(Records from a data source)
— begin —
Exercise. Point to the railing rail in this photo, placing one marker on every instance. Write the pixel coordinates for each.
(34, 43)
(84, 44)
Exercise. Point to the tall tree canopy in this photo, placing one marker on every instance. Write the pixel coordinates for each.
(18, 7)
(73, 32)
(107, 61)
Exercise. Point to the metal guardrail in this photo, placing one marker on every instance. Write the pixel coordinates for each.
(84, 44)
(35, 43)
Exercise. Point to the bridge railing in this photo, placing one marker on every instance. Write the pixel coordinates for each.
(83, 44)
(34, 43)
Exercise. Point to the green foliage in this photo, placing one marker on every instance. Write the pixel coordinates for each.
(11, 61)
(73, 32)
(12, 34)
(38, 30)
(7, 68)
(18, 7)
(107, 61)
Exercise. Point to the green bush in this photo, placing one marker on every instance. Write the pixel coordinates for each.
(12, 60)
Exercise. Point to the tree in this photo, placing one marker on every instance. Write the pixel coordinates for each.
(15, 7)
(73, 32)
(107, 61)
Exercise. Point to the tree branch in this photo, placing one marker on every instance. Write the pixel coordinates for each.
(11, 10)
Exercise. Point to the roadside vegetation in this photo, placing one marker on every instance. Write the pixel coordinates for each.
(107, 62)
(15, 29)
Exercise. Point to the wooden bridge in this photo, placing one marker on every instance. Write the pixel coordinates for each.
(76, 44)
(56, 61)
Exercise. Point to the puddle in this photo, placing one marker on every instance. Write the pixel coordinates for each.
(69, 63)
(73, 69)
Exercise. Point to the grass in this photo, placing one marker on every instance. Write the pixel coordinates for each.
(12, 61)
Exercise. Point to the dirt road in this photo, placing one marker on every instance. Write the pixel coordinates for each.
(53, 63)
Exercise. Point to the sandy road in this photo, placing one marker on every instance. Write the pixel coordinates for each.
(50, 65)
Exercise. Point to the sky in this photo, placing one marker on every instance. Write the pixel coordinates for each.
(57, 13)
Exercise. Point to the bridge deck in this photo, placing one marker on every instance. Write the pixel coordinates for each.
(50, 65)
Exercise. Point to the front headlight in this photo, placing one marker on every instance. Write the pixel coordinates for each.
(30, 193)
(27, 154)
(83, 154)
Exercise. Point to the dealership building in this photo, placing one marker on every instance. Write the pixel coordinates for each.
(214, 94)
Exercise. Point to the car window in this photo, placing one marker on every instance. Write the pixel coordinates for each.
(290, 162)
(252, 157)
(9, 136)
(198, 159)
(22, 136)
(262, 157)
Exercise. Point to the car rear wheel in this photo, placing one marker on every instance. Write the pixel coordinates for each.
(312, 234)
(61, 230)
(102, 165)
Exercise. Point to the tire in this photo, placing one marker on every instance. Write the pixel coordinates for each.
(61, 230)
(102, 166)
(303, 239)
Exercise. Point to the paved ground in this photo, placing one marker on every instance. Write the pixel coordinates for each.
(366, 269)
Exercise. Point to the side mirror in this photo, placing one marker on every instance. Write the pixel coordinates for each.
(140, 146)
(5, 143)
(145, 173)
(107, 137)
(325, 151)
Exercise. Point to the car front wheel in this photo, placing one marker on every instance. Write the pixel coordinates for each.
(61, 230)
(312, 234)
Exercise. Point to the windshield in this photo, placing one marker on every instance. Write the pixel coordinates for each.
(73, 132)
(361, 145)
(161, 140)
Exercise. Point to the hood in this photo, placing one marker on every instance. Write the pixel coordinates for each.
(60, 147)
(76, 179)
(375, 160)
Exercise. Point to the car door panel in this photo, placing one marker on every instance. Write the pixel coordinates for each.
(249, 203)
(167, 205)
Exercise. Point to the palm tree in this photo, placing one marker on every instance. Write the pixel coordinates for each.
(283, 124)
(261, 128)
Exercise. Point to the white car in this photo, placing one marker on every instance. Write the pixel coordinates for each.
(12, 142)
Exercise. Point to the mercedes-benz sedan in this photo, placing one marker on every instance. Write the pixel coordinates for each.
— end —
• _Exercise directions_: Put these lines into a JSON list of strings, one string per line, leaving out blank lines.

• _Response below_:
[
  "Exercise. Point to the railing rail in this photo, placing one marker on every instance. Write the pixel coordinates for each.",
  "(34, 43)",
  "(84, 44)",
  "Exercise. Point to the tall tree canopy in this photo, placing one marker on every instance. Write the pixel coordinates for each.",
  "(18, 7)",
  "(73, 32)",
  "(107, 61)",
  "Exercise. Point to the metal guardrail in this photo, placing one marker on every instance. Write the pixel coordinates for each.",
  "(84, 44)",
  "(35, 43)",
  "Exercise. Point to the bridge railing in this photo, placing one marker on every instance. Write the pixel coordinates for each.",
  "(83, 44)",
  "(34, 43)",
  "Exercise. Point to the green foliage in this photo, placing one marker on every instance. Write the pixel coordinates for each.",
  "(11, 61)",
  "(73, 32)",
  "(12, 34)",
  "(38, 30)",
  "(7, 68)",
  "(18, 7)",
  "(107, 61)",
  "Exercise. Point to the green bush in this photo, placing one marker on every instance. Write the pixel coordinates for each.",
  "(12, 60)",
  "Exercise. Point to the tree in this photo, placing one marker on every instance. Write the pixel coordinates for each.",
  "(15, 7)",
  "(73, 32)",
  "(107, 61)",
  "Exercise. Point to the tree branch in this photo, placing one marker on every instance. Write the pixel coordinates for each.",
  "(11, 10)",
  "Exercise. Point to the roadside vegetation in this photo, placing one marker on every instance. Write the pixel coordinates for each.",
  "(107, 62)",
  "(15, 29)",
  "Exercise. Point to the wooden bridge in this photo, placing one marker on every instance. Write the pixel coordinates for each.",
  "(76, 44)",
  "(56, 61)",
  "Exercise. Point to the puddle in this photo, placing one marker on every instance. Write the pixel coordinates for each.",
  "(69, 63)",
  "(73, 69)",
  "Exercise. Point to the grass in this photo, placing one marker on every instance. Write the pixel coordinates for each.",
  "(12, 61)",
  "Exercise. Point to the dirt road in this photo, placing one marker on every instance. Write the pixel coordinates for each.",
  "(53, 63)",
  "Exercise. Point to the sandy road in this photo, placing one marker on every instance. Write the pixel coordinates for each.",
  "(50, 65)",
  "Exercise. Point to the sky in this photo, placing one marker on every instance. Write the pixel coordinates for each.",
  "(57, 13)",
  "Exercise. Point to the bridge deck in this photo, placing one marker on every instance. Write the pixel coordinates for each.",
  "(50, 65)",
  "Exercise. Point to the front headlight in this photo, placing one marker on every instance. Write the pixel coordinates for each.",
  "(30, 193)",
  "(27, 154)",
  "(83, 154)",
  "Exercise. Point to the dealership building in this photo, placing one marker on every instance. Write the pixel coordinates for each.",
  "(214, 94)",
  "Exercise. Point to the car window in this photo, placing one marker on every instance. Write the pixel coordinates for each.",
  "(290, 162)",
  "(252, 157)",
  "(9, 136)",
  "(198, 159)",
  "(22, 136)",
  "(262, 157)",
  "Exercise. Point to the car rear wheel in this photo, placing one marker on every instance. Write the pixel coordinates for each.",
  "(312, 234)",
  "(61, 230)",
  "(102, 165)",
  "Exercise. Point to the tire in this photo, placing one marker on every instance. Write the pixel coordinates for each.",
  "(61, 230)",
  "(102, 166)",
  "(303, 239)",
  "Exercise. Point to the paved ground in this photo, placing one marker on every instance. Write the pixel coordinates for each.",
  "(366, 269)",
  "Exercise. Point to the side mirror in this photo, placing one marker on every instance. Write the pixel coordinates for each.",
  "(140, 146)",
  "(5, 143)",
  "(145, 173)",
  "(107, 137)",
  "(325, 151)",
  "Exercise. Point to the car front wheel in this photo, placing one marker on every instance. Write the pixel coordinates for each.",
  "(61, 230)",
  "(312, 234)",
  "Exercise. Point to the windshield in this photo, placing one marker on every instance. Write the pixel coordinates for each.",
  "(73, 132)",
  "(361, 145)",
  "(161, 140)",
  "Exercise. Point to the hood in this photo, placing one marker on every instance. Write the pixel coordinates for each.",
  "(60, 147)",
  "(76, 179)",
  "(375, 160)",
  "Exercise. Point to the car door panel in this photo, placing one marker on every instance. Write the pixel coordinates for each.",
  "(249, 203)",
  "(167, 205)",
  "Exercise. Point to the palm tree in this photo, placing one marker on every instance. Write the pixel coordinates for each.",
  "(283, 124)",
  "(261, 128)",
  "Exercise. Point to the white car in this photo, placing one marker on every instance. Write the pixel coordinates for each.",
  "(12, 142)",
  "Exercise. Point to the mercedes-benz sedan in this photo, placing one marker on every instance. Write the pixel coordinates for each."
]